## SELECTED EXTRACT:
┌──

1 Introduction to Oracle Machine Learning for SQL
Introduces Oracle Machine Learning for SQL to perform a variety of machine learning tasks.
1.1 About Oracle Machine Learning for SQL
Oracle Machine Learning for SQL (OML4SQL) provides scalable in-database machine learning algorithms through PL/SQL and SQL APIs. The algorithms are fast and scalable, support algorithm-specific automatic data preparation, and can score in batch or real-time.
OML4SQL provides a powerful, state-of-the-art machine learning capability within Oracle Database. The parallelized algorithms in the database keep data under database control. There is no need to extract data to separate machine learning engines, which adds latency to data access and raises concerns about data security, storage, and recency. The algorithms are fast and scalable, support algorithm-specific automatic data preparation, and can score in batch or real-time. You can use OML4SQL to build and deploy predictive and descriptive machine learning applications, to add intelligent capabilities to existing applications, and to generate predictive queries for data exploration. OML4SQL provides explanatory prediction details when scoring data, so you can understand why an individual prediction is made.
OML4SQL offers a broad set of in-database algorithms for performing a variety of machine learning tasks, such as classification, regression, anomaly detection, feature extraction, clustering, and market basket analysis. The algorithms can work on standard case data, transactional data, star schemas, and unstructured text data. OML4SQL is uniquely suited to the analysis of very large data sets.
Oracle Machine Learning for SQL, along with Oracle Machine Learning for R and Oracle Machine Learning for Python, is a component of Oracle Machine Learning that provides three powerful APIs for in-database machine learning, among other features.
1.2 Oracle Machine Learning for SQL in the Database Kernel
Learn about the implementation of Oracle Machine Learning for SQL (OML4SQL) in Oracle Database kernel and its advantages.
OML4SQL is implemented in the Oracle Database kernel. OML4SQL models are first class database objects. Oracle Machine Learning for SQL processes use built-in features of Oracle Database to maximize scalability and make efficient use of system resources.

└──

## INFORMATION SHOWN:
┌──

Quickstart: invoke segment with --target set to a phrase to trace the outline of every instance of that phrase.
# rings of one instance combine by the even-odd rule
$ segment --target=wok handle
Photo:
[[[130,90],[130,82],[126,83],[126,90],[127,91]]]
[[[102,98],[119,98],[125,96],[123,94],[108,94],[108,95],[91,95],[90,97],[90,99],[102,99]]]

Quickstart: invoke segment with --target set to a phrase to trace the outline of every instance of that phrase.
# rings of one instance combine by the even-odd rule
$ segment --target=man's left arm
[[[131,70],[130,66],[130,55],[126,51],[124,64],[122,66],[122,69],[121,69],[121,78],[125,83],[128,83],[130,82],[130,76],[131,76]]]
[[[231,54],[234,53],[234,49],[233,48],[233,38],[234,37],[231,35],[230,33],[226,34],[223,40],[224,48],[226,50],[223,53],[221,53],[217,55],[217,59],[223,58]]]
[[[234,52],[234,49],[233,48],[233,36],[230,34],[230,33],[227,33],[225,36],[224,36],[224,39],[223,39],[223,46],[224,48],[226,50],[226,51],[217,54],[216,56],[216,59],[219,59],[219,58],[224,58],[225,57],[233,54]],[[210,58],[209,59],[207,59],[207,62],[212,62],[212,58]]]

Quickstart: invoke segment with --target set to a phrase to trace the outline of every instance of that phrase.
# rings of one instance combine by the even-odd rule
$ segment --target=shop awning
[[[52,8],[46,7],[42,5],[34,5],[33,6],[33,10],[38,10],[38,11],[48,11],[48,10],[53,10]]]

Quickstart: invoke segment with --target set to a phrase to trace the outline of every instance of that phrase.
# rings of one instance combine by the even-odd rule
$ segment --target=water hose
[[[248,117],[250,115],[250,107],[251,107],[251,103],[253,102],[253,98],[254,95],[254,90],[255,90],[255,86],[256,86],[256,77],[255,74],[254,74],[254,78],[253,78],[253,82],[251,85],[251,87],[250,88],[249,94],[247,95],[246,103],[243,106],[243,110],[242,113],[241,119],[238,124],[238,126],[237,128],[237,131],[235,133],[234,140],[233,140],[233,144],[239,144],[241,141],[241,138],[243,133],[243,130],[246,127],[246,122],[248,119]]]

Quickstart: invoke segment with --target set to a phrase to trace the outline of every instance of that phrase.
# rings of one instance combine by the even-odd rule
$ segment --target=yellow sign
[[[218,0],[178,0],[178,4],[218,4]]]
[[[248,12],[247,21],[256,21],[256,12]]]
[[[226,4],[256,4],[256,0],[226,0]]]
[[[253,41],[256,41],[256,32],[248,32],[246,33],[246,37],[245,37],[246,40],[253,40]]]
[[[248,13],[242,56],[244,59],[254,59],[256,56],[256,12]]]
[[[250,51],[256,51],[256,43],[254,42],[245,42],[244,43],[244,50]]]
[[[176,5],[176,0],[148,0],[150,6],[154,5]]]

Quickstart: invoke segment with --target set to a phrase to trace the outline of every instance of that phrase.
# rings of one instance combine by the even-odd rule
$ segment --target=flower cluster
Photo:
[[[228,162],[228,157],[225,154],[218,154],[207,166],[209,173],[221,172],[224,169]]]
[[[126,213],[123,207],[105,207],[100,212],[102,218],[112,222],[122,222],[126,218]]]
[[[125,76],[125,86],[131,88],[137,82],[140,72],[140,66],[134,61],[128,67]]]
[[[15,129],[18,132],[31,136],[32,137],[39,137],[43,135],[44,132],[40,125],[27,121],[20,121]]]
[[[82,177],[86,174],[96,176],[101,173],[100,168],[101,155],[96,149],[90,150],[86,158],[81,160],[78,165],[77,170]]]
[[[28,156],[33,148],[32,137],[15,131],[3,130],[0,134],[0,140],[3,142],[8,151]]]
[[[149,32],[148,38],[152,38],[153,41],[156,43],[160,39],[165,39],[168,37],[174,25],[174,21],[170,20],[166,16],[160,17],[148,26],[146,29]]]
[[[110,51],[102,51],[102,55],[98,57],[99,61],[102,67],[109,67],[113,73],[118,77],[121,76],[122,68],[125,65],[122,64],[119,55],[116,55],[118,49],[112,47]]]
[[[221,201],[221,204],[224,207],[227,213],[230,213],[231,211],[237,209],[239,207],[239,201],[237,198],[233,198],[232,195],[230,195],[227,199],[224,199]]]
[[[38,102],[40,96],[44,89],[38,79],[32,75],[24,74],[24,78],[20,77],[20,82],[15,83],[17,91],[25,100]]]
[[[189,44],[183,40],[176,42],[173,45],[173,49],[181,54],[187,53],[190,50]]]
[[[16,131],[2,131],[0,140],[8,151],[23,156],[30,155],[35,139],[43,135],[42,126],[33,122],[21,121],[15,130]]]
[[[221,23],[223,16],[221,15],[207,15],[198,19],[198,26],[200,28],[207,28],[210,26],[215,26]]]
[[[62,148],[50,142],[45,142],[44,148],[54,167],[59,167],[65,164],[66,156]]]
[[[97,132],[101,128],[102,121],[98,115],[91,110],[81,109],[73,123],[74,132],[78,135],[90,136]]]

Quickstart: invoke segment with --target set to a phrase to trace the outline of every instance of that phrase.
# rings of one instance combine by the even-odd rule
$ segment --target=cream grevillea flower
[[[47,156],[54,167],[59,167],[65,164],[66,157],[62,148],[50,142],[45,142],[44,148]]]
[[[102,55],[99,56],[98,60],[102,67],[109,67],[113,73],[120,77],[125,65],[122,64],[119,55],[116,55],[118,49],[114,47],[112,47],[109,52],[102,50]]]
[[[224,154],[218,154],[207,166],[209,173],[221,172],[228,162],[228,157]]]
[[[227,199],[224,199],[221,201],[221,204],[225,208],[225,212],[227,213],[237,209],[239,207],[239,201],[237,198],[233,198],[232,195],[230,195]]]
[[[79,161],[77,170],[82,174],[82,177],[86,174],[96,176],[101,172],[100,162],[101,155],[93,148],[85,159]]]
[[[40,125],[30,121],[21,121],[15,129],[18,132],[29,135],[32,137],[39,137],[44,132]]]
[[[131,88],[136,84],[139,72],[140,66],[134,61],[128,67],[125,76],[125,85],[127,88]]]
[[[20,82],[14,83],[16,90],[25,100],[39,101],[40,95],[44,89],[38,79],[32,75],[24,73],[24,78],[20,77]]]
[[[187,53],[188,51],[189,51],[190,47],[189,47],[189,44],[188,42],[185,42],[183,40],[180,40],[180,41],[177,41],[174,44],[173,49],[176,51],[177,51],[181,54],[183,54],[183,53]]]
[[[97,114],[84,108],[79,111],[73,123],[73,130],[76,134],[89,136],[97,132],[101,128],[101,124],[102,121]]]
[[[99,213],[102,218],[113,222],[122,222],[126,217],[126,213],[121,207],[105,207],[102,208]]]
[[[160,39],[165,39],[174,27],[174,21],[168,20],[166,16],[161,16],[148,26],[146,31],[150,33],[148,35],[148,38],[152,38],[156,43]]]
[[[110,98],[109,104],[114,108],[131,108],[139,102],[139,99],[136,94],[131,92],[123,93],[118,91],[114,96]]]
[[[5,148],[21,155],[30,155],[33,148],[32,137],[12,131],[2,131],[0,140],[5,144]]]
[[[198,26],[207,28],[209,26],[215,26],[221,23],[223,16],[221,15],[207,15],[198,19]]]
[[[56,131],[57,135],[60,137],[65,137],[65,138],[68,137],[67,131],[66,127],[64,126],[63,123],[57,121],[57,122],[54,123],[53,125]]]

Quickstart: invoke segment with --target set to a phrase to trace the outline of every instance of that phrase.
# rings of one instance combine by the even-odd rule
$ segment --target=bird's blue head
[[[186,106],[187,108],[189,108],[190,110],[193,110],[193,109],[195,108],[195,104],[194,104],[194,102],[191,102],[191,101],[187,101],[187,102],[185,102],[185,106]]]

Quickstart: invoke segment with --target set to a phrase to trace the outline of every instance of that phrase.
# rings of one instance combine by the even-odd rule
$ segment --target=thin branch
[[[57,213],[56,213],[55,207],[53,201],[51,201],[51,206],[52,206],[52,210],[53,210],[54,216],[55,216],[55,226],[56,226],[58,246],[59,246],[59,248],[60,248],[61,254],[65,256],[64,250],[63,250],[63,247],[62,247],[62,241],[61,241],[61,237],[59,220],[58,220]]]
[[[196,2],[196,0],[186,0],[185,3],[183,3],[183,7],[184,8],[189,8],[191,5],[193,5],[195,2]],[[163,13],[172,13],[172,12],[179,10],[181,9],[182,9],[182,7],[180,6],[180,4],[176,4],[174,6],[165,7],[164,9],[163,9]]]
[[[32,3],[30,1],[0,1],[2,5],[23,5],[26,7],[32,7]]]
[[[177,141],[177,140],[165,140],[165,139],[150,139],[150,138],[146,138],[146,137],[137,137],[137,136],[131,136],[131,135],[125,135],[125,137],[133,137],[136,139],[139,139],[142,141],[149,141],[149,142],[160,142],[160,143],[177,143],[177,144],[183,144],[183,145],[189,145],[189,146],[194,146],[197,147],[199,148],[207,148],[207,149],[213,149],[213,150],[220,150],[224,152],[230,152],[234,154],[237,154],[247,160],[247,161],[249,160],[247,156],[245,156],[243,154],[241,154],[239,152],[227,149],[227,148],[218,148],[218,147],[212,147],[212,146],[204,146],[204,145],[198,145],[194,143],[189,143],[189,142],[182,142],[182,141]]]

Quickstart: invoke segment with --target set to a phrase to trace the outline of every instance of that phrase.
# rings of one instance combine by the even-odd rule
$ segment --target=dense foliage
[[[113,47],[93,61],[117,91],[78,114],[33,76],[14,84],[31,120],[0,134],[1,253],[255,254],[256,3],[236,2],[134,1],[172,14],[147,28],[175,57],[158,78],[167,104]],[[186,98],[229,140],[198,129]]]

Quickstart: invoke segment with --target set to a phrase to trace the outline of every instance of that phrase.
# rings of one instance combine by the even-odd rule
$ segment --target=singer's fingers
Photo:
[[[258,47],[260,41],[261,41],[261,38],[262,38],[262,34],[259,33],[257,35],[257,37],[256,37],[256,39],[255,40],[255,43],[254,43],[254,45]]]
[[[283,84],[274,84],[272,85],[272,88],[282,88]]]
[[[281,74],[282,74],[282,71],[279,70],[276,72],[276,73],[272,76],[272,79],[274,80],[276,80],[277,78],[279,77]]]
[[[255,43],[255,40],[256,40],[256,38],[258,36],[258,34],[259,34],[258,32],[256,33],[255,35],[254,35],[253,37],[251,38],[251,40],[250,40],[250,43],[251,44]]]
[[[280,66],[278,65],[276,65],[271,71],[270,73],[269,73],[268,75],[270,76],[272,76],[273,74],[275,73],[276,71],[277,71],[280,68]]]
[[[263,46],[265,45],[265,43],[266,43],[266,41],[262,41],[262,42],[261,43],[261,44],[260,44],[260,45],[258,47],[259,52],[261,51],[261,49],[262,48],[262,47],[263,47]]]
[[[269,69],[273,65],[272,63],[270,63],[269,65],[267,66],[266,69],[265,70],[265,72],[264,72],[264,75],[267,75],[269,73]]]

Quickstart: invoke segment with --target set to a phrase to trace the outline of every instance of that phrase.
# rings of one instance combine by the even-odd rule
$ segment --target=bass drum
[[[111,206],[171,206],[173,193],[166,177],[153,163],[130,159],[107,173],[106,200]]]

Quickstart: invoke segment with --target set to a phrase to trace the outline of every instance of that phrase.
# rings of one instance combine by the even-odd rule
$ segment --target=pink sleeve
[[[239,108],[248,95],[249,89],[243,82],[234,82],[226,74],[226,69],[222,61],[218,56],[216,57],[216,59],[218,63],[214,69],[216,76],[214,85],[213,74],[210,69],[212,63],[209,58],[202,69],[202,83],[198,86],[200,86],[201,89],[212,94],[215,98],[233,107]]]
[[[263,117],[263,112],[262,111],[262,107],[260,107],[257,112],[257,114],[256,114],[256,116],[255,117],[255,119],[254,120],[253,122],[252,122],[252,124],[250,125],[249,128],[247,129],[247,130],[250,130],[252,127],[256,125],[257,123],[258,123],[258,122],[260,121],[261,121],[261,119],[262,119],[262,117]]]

└──

## WRITTEN INSTRUCTION A:
According to the Oracle Machine Learning for SQL overview, where is OML4SQL implemented?
## WRITTEN INSTRUCTION B:
Copy the passage of the Oracle Machine Learning for SQL overview word for word, from "OML4SQL provides a" up to and including "prediction is made.".

## RESPONSE A:
In the Oracle Database kernel.

## RESPONSE B:
OML4SQL provides a powerful, state-of-the-art machine learning capability within Oracle Database. The parallelized algorithms in the database keep data under database control. There is no need to extract data to separate machine learning engines, which adds latency to data access and raises concerns about data security, storage, and recency. The algorithms are fast and scalable, support algorithm-specific automatic data preparation, and can score in batch or real-time. You can use OML4SQL to build and deploy predictive and descriptive machine learning applications, to add intelligent capabilities to existing applications, and to generate predictive queries for data exploration. OML4SQL provides explanatory prediction details when scoring data, so you can understand why an individual prediction is made.